* Begin Data for this task *

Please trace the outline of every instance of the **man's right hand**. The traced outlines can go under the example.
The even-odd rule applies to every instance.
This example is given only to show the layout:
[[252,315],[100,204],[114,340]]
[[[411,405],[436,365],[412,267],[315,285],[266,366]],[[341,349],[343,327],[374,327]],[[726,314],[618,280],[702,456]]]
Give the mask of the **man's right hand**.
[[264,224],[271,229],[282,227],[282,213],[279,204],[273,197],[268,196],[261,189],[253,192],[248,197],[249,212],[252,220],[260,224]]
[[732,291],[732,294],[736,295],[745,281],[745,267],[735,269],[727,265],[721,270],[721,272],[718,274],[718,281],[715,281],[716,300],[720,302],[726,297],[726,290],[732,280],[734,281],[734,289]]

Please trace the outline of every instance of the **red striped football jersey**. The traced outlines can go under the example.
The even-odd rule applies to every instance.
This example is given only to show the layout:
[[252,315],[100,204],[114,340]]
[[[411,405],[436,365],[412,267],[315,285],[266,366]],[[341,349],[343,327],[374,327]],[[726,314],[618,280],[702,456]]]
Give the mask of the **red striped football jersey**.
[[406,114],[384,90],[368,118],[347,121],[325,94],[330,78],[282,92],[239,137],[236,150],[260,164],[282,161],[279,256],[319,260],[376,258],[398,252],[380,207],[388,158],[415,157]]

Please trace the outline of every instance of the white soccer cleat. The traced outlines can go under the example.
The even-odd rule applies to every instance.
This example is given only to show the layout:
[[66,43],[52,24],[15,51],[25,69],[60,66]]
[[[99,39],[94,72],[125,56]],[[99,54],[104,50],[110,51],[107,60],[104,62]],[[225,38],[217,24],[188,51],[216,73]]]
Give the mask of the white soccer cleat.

* End Data for this task *

Exercise task ▸
Write the complete data out, exactly as above.

Solution for this problem ▸
Please trace the outline of every instance of the **man's right hand**. The traced outlines can go under the example.
The even-odd rule applies to every instance.
This example is given only to show the layout:
[[252,315],[100,204],[114,340]]
[[[411,405],[436,365],[412,267],[315,285],[266,366]],[[341,349],[343,327],[374,327]],[[726,314],[618,280],[702,456]]]
Give the mask of the **man's right hand**.
[[264,224],[271,229],[282,227],[282,213],[279,204],[273,197],[268,196],[261,189],[253,192],[248,197],[249,212],[252,220],[260,224]]
[[732,291],[732,294],[736,295],[745,281],[745,267],[735,269],[727,265],[721,270],[721,272],[718,274],[718,281],[715,281],[716,300],[720,302],[726,297],[726,290],[732,280],[734,281],[734,289]]

Please trace the outline of every instance of the **red striped football jersey**. The traced outlines can go under the example.
The even-odd rule applies to every instance.
This example is given only to show the layout:
[[252,315],[100,204],[114,340]]
[[[411,405],[436,365],[412,267],[315,285],[266,366]],[[341,349],[343,327],[374,327]],[[726,314],[618,280],[702,456]]]
Give the mask of the **red striped football jersey**.
[[406,114],[384,90],[368,118],[347,121],[325,94],[330,78],[282,92],[239,137],[236,150],[260,164],[282,161],[279,256],[319,260],[376,258],[398,252],[380,207],[388,158],[415,157]]

Please trace the outline of every instance of the white soccer cleat. The traced outlines can go under the example.
The even-odd rule applies to every instance.
This example is given only to show the layout:
[[66,43],[52,24],[15,51],[25,69],[60,66]]
[[[99,39],[94,72],[125,56]],[[99,54],[104,50],[110,51],[107,60],[104,62]],[[225,38],[217,24],[188,51],[216,73]]]
Give the mask of the white soccer cleat.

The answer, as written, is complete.